_Rows from a pointing dataset:_
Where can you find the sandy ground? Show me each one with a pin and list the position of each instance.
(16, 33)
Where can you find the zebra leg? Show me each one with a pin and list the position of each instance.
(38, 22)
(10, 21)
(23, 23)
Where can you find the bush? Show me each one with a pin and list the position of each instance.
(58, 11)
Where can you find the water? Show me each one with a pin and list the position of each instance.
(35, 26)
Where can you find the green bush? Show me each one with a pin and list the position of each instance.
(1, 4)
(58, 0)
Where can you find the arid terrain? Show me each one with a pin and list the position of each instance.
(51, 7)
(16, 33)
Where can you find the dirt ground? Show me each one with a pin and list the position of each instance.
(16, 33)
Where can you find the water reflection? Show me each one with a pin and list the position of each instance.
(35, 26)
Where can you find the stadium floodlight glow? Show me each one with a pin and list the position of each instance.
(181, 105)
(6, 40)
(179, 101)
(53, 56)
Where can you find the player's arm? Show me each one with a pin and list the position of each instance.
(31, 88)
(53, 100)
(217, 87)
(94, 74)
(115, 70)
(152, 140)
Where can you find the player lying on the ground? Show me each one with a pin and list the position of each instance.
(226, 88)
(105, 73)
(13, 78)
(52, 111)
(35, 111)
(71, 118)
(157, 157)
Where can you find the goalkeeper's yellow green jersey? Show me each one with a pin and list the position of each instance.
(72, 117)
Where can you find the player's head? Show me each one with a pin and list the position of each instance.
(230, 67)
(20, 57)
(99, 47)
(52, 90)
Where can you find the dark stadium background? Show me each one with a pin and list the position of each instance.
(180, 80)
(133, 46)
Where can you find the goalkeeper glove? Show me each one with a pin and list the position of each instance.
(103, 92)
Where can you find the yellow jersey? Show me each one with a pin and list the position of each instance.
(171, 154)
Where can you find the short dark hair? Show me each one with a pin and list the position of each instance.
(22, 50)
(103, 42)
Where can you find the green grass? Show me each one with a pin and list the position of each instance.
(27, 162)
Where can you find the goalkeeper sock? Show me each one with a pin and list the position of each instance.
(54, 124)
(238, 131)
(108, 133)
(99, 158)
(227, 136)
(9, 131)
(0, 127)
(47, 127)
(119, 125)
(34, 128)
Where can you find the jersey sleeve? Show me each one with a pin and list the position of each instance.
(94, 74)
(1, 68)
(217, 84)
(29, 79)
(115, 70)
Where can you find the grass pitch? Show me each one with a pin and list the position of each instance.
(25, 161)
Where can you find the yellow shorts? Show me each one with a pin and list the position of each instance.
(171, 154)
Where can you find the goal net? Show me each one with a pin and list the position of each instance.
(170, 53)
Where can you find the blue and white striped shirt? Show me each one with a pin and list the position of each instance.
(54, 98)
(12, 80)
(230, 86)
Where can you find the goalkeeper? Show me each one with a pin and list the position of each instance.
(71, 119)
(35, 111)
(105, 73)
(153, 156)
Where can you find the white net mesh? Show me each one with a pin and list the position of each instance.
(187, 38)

_Exercise prompt:_
Can you convert the records, from the line containing "Where can you find the yellow shorts?" through the end of the records inclusive, into a Markdown table with the columns Row and Text? Number each line in Row, put the line itself in Text, and leave out any blank lines.

_Solution to this exercise:_
| Row | Text |
|---|---|
| 1 | Where can you find the yellow shorts? Show me each one with a pin and list the position of each instance. |
| 2 | (171, 154) |
| 3 | Where can you find the goal net? Show me each one with a pin and list the position of each instance. |
| 4 | (170, 53) |
| 5 | Where can you find the blue and white striped shirt? Show me each one with a pin and list the position of each instance. |
| 6 | (54, 98) |
| 7 | (12, 80) |
| 8 | (230, 86) |
| 9 | Where can you find the goalkeeper? Show me each one with a pin and list the position of each instance. |
| 10 | (71, 119) |
| 11 | (35, 111) |
| 12 | (105, 73) |
| 13 | (153, 156) |
| 14 | Where can you find the white net mesh? Show me each one with a pin and list the position of each instance. |
| 15 | (187, 38) |